◆ **Provided text**:

Mash-Up, Scale-Down Or Observe: Nielsen’s Panel And Census Integration Strategy

Mainak Mazumdar, The Nielsen Company

Worldwide Readership Research Symposium Valencia 2009 Session 2.2

Introduction

Technology continues to be a change agent for the world of audience measurement. Alternative data sources such as adservers / webservers, set-top boxes (STB), and logs can supplement panel-based audience measurement and are rich sources for reporting media behavior. This research project focuses on the potential these digital footprints have for providing unique insights into media behavior and for helping to validate and confirm both strengths and limitations of panel-based audience measurement.

To a large extent, while media and advertising practitioners have embraced the technology-driven changes and found unique ways to buy/ sell and evaluate online media, the same cannot be said for the audience measurement industry. Researchers have been cautious and, at times, reluctant to fully combine the insights from these data into comprehensive audience measurement services. The complexity of data sources and massive volumes of server-side census data have posed interesting challenges for the researcher trained in small and well-controlled samples.

Nielsen researchers, working with these complex and large datasets for the last few years have designed a comprehensive data and analytical strategy for combining user-based panel and site-based census information for audience measurement. Due to its approach of utilizing the strengths of these various datasets, this methodology is commonly referred to as “hybrid.” The results of this research indicate that the best way of dealing with so-called “census-level” audience data is to commingle it with a controlled panel of consumers whose attributes Nielsen can measure with a high degree of certainty. This hybrid approach has been a great success in European markets and in the U.S. The reason is that while census-based data streams – the kind generated by TV digital set-top boxes, or by online Web sites and ad servers – represent a critical mass of the audience population, they are not as good as longitudinal metered panels at identifying individual people, their complete demographic profiles, or their media consumption behavior.

This paper discusses Nielsen’s “hybrid” analytical strategy and shares key findings relevant for online audience measurement.

The paper has three specific objectives:

  1. Summarize the strengths and limitations of census and panel data.
  2. Discuss three different analytical strategies in integrating Census and Panel data. The three approaches are, namely, “server mashup”, “site-centric scale down”, and “observed user-centric integration”. We recommend the user-centric observed method, as the approach retains the unique and crucial advances made in panel measurement as well as addressing media planning and buying requirements.

◆ **Short exercise 1**: Please set down the Nielsen integration paper's text from "Technology continues to" to "panel-based audience measurement.", word for word.
◆ **Short exercise 2**: Resume the paper on Nielsen's panel and census integration strategy after its final sentence.

[Some records]
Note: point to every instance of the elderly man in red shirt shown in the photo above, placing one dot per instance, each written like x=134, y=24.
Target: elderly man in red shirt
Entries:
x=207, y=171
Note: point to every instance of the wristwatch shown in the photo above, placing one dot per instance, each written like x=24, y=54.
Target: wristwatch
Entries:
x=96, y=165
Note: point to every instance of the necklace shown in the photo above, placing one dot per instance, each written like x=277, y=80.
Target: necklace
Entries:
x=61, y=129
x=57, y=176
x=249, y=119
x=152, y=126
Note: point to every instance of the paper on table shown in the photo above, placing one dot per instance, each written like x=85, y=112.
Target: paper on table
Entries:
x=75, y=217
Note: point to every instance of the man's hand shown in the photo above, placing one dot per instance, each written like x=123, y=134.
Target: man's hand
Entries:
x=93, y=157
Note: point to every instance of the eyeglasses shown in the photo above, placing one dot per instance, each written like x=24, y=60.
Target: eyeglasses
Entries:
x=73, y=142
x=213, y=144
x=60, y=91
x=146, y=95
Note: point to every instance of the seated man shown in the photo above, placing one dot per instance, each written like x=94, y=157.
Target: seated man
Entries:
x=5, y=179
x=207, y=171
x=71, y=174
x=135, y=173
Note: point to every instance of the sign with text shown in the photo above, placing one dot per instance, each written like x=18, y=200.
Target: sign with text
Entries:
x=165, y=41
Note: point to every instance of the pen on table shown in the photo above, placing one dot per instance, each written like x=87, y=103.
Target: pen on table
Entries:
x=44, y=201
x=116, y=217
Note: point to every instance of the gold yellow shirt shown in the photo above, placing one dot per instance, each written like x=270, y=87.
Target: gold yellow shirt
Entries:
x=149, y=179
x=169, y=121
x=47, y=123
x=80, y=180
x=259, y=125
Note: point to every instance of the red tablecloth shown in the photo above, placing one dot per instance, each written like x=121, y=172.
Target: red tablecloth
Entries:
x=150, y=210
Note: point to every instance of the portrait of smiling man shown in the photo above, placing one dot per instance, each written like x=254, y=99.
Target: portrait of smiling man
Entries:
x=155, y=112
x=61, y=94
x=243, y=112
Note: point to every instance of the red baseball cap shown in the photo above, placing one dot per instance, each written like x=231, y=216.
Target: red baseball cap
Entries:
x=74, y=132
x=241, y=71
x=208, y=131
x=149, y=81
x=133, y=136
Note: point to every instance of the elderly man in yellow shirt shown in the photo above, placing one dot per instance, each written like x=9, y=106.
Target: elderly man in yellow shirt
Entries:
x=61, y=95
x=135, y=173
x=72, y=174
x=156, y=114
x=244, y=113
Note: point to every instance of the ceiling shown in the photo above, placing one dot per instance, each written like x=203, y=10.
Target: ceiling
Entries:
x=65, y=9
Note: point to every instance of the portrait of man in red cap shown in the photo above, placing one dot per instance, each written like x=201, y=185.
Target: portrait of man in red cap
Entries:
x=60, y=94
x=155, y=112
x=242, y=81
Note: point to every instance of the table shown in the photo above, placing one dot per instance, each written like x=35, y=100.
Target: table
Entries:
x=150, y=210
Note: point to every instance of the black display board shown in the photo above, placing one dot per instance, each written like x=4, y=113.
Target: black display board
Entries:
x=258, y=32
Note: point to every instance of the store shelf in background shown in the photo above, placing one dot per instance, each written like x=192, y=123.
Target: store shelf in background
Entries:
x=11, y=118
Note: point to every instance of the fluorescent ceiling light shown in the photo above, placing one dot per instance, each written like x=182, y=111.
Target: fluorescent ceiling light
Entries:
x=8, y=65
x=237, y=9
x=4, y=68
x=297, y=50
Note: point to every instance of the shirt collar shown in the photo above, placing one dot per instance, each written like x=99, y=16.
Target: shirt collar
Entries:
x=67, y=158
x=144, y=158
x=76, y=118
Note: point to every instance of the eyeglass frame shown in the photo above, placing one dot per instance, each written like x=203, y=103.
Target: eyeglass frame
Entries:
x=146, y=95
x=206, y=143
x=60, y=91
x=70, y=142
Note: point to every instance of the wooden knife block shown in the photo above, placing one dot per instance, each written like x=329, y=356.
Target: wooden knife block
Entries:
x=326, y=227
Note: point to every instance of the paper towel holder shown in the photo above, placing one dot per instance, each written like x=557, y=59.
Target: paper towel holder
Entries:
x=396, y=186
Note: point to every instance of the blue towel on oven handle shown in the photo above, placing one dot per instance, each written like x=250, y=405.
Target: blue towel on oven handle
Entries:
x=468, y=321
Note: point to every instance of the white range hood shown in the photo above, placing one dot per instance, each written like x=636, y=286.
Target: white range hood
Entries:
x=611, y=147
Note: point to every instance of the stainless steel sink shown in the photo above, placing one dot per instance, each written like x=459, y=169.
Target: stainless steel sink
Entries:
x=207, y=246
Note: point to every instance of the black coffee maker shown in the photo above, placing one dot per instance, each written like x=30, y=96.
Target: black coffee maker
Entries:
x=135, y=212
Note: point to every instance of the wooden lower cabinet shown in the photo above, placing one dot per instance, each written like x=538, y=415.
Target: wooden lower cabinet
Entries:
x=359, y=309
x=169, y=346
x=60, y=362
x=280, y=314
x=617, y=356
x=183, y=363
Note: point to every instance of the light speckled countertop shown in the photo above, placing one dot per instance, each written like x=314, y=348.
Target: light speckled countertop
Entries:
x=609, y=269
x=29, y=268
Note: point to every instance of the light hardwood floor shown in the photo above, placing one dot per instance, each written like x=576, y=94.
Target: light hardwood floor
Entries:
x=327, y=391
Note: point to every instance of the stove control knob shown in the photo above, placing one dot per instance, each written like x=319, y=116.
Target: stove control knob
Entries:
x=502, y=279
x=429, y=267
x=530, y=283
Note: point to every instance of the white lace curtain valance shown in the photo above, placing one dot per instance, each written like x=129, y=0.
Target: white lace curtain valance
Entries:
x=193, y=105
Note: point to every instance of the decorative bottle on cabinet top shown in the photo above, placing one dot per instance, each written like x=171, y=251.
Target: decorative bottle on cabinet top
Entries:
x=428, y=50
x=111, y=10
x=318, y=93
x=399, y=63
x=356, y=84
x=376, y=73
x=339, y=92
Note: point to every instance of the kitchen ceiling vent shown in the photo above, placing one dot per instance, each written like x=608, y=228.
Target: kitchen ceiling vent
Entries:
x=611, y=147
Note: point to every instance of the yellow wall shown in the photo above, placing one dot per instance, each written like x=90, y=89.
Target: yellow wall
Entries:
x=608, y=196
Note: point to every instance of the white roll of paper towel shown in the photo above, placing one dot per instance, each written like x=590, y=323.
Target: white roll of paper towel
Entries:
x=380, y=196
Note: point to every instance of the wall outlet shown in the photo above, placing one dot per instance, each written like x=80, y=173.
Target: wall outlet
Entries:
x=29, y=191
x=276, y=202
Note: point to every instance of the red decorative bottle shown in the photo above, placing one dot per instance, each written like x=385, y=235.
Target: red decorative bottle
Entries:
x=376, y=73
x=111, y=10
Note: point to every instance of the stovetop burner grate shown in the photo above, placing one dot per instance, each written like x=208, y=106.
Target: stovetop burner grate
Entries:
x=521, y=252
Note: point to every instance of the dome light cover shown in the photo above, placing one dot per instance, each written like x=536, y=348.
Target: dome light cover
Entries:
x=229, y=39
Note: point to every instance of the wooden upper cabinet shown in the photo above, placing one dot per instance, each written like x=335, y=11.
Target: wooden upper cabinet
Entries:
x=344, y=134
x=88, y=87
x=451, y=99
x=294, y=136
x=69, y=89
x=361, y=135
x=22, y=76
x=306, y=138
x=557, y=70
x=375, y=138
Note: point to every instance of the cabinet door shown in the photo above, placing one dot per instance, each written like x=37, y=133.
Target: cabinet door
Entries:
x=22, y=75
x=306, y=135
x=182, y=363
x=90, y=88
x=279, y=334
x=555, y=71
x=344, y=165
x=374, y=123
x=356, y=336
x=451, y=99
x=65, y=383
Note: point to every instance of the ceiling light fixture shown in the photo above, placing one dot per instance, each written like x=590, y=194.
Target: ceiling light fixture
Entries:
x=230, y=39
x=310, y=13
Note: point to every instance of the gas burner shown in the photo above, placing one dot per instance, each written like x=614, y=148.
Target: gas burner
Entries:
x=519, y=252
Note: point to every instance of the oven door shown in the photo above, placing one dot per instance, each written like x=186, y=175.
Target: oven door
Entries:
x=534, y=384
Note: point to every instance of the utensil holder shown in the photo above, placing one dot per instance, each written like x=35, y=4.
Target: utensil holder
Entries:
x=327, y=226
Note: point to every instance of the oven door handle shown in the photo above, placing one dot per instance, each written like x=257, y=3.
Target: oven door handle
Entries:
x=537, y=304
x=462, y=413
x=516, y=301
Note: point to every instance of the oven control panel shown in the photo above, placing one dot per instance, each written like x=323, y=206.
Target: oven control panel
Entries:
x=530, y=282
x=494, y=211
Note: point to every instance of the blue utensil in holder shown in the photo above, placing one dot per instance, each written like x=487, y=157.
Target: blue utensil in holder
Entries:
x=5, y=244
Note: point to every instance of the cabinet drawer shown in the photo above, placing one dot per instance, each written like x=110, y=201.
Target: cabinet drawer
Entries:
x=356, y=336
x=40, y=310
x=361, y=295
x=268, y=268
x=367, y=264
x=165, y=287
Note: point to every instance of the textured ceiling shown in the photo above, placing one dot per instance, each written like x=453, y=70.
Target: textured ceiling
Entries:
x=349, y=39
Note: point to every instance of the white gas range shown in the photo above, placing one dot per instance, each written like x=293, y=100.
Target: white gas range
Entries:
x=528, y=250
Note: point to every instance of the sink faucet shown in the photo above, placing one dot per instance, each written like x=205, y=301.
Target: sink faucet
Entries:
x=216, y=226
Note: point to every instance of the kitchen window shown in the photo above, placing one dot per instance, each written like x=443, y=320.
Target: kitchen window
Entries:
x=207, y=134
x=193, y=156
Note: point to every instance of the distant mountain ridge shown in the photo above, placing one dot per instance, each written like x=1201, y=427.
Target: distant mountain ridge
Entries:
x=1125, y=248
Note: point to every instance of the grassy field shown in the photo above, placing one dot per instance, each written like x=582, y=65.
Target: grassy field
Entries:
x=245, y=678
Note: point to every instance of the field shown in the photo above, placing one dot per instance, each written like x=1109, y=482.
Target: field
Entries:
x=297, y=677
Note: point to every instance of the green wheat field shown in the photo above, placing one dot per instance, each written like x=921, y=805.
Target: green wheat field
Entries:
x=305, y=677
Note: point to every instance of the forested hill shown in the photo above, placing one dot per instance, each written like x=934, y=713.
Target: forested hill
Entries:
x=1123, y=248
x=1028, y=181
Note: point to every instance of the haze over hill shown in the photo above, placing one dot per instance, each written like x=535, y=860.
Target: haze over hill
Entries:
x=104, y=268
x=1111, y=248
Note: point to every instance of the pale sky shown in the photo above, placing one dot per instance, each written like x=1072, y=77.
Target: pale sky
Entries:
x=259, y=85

◆ **Result 1**:
Technology continues to be a change agent for the world of audience measurement. Alternative data sources such as adservers / webservers, set-top boxes (STB), and logs can supplement panel-based audience measurement and are rich sources for reporting media behavior. This research project focuses on the potential these digital footprints have for providing unique insights into media behavior and for helping to validate and confirm both strengths and limitations of panel-based audience measurement.

◆ **Result 2**:
  3. Show that combining panel/ census information provides opportunities for the industry to answer questions that were elusive in the past and support the usage of this integrated approach for media measuring, planning, and buying communities.

Research Issues

There are advantages disadvantages to utilizing any single primary data source. A comprehensive and accurate approach must draw from and integrate several sources.

Data from Nielsen Mobile media surveys and the new mobile meter provide information on internet usage by cellular telephones and other mobile devices. Site-centric data from Nielsen SiteCensus provide guidance on the total volume of internet activity from non home and work locations, particularly on volumetric measures, on a site-by-site basis. Nielsen @Plan surveys offer a comparative view of behaviors on devices currently not directly measurable, such as archaic operating systems and newly emerging technologies. Cross-media measurement are accomplished by combining the data from the Nielsen People Meter for measuring television to show the relationship between and overlapping usage of the internet and TV.

The new hybrid methodology represents a synergy of the panel and tagging methodologies. Since the panel element of the hybrid methodology measures people and not computers, browsers, or devices, we are able to capture all websites in the universe without any requirement of effort from the site owners. We are able to drill down to granular respondent-level information such as demographic data in the reporting results. The tagging element of the hybrid methodology allows us to capture data from all locations where internet activity is occurring. User session and page impression data are comprehensive, so we can capture long tail niche usage just as easily as the largest website.

Methods

There are three ways that the integration of site-centric and user-centric measurements can be implemented. They are as follows:

  1. Side-by-side integration (“mashup”)

In this approach, when a similar metric exists in the panel and server services, the “best” metric from each service is decided and the client interface only displays the selected “best” metric. There is no true integration since a single report using data points from both site-centric and user-centric sources is created. This approach is simple and is one that various researchers and publishers are taking. However, the hybrid metrics may conflict with one another in terms of trending direction. Furthermore, there is almost no analytical capability to use the metrics in conjunction with one another, and any type of per person metric is also likely to be inaccurate. Examples of this methodology include the VideoCensus reports, where audience and duration metrics are derived from panel data and presentation metrics are derived from the site-centric data.

  1. Site-Centric integration (“scale down”)

This methodology uses census data as the source data. It is calibrated and scaled down using user-centric data from the panel. This approach is simple, but there is limited analytical capability to drill-down on the integrated metric. There is no respondentlevel information such as demographic data in the reporting results. Furthermore, no data are available from non-tagged sites and invalid, non-human traffic from spiders and bots cannot be correctly excluded. This methodology attempts to reduce a count of browsers or cookies to represent unique audience members. This “scale down” approach, where site-centric data are scaled down to the person level, is not usable for media planning since it represents a report on values and not individual people.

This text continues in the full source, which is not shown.